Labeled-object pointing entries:
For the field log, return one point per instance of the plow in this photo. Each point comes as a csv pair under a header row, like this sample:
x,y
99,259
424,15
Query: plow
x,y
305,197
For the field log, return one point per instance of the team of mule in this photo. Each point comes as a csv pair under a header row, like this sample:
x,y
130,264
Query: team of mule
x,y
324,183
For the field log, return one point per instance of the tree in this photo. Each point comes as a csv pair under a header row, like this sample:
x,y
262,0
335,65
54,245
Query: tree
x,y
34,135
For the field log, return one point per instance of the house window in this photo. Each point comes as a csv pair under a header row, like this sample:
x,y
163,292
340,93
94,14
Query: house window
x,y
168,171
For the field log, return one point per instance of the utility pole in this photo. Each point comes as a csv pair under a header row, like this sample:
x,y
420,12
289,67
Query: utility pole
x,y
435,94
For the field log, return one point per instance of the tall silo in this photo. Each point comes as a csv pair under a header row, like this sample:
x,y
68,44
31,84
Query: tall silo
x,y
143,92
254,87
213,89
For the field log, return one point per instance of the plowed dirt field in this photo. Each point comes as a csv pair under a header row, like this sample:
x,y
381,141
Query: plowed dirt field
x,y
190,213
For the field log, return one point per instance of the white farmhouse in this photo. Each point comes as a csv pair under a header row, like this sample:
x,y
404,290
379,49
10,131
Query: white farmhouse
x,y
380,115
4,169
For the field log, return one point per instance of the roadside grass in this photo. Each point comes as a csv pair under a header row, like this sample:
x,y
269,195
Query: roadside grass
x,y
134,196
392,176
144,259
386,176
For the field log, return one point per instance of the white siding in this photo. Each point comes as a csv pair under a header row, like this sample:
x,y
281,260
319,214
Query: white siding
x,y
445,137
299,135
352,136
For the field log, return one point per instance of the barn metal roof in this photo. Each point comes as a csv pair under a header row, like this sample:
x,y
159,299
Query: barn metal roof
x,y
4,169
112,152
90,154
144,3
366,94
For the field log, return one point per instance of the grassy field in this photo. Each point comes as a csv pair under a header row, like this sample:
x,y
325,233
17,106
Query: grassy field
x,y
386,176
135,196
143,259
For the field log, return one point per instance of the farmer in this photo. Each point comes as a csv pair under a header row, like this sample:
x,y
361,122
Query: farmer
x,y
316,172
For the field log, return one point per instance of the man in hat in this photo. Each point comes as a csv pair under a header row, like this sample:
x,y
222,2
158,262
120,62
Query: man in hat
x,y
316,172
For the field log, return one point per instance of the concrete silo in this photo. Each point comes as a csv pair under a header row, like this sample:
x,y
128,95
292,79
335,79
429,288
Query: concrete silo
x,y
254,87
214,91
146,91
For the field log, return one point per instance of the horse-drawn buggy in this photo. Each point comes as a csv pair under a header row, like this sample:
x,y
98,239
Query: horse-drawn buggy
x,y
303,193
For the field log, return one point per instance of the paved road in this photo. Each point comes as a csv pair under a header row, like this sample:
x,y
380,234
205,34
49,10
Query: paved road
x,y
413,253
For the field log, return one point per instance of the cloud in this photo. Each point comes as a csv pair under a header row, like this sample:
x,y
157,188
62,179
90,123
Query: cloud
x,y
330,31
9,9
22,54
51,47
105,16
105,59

Exercise brief: Copy the entries again from the line with "of the paved" through the end of the entries, keeping the requests, and add 86 to every coordinate in the answers.

Response for this exercise:
For the field log, return one point per instance of the paved road in this photo. Each point comes as a csv pair under a header row, like this sample:
x,y
380,234
205,34
49,10
Query: paved road
x,y
499,339
For the field log, return one point per instance of the cloud in this photo. Each point comes as a csv pair under a header row, like this sample:
x,y
157,188
62,179
90,123
Query: cloud
x,y
416,117
95,95
108,140
137,133
191,102
191,145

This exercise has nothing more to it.